» **TASKS FOR THIS EXERCISE**
1. Answer these questions from the response to reviewers:
(a) According to the lines added to the discussion, what could differences in sample quality affect?
(b) In Major comment 5, besides the cost of the brush, what does the reviewer ask to be taken into consideration?
(c) According to the added health economics text, what may a high cell yield decrease?
2. Reproduce the part of the response to reviewers starting at "The last point" and ending at "electron microscopy analysis.", word for word.

» **SUPPLIED PASSAGE**
And results section 3.2;

CBF measurements for freshly brushed (as opposed to cultured) nasal epithelial cell sheets acquired using both brushes were compared”.

Regarding your point about the assessment of ciliary beat pattern (CBP), we agree that this is an important aspect of PCD diagnosis. We have discussed this point by adding the following lines to our discussion:

“It is important to note that while our study focused on CBF, the assessment of ciliary beat pattern (CBP) is also crucial in diagnosis of PCD [6,27] and may require more extensive examination of the sample to identify subtle motility defects. Differences in the quality of the sample could potentially affect the quality of CBP assessment [25], and this aspect should be taken into consideration in future studies.”

Major comment 5:

The last point I want to make is about health economics. To my understanding there are some, but overall limited evidence on the cost effectiveness of PCD diagnostic testing and this study could better inform this discussion. Please expand in the discussion section taking into consideration, not only the cost of the brush but also the implications of good cell yield for the time required and the accuracy of HSVM and electron microscopy analysis.

Response: Thank you for this comment. We agree and have expanded the health economics paragraph in the discussion by adding the following at line;

A high cell yield may decrease the time required to identify viable nasal sheets to conduct high speed video microscopy assessment of CBF and CBP. In addition, sufficient material will be provided for immunofluorescence and electron microscopy assessment. This may reduce the labour costs involved in PCD diagnostic testing and could improve accuracy, by providing the option of analysis of additional patient cells.”

» **EXTRACTED DATA**
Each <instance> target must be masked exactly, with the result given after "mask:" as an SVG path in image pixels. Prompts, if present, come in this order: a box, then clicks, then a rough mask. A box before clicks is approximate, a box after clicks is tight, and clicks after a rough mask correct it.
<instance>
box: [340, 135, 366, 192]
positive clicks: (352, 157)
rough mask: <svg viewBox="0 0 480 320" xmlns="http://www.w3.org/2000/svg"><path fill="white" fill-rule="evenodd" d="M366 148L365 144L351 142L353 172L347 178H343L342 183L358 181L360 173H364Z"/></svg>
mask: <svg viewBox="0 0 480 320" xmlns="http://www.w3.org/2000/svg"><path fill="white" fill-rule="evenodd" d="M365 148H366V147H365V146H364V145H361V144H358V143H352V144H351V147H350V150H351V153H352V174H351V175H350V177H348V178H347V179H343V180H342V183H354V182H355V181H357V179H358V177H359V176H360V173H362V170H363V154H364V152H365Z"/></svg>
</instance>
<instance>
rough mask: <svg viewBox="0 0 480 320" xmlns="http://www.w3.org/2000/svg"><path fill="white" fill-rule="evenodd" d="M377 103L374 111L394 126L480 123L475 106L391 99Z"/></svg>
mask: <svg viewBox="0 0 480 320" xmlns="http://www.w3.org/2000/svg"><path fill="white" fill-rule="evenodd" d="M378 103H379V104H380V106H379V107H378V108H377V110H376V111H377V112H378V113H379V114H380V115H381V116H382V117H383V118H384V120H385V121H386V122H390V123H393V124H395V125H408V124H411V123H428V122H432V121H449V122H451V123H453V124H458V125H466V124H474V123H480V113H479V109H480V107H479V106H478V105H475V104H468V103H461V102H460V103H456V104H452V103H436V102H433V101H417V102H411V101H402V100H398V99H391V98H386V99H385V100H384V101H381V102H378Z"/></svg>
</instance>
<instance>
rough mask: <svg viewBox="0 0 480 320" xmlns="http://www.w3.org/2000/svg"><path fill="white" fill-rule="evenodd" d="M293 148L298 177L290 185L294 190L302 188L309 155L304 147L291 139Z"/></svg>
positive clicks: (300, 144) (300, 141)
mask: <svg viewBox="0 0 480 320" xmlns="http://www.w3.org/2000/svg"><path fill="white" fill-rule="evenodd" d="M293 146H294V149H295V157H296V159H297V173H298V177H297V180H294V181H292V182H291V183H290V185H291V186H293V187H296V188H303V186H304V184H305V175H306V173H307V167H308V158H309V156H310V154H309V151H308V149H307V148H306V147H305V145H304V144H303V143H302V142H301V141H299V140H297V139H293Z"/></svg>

» **OUTPUTS FOR THE TASKS**
1.
(a) The quality of CBP (ciliary beat pattern) assessment.
(b) The implications of good cell yield for the time required and the accuracy of HSVM and electron microscopy analysis.
(c) The time required to identify viable nasal sheets to conduct high speed video microscopy assessment of CBF and CBP.

2.
The last point I want to make is about health economics. To my understanding there are some, but overall limited evidence on the cost effectiveness of PCD diagnostic testing and this study could better inform this discussion. Please expand in the discussion section taking into consideration, not only the cost of the brush but also the implications of good cell yield for the time required and the accuracy of HSVM and electron microscopy analysis.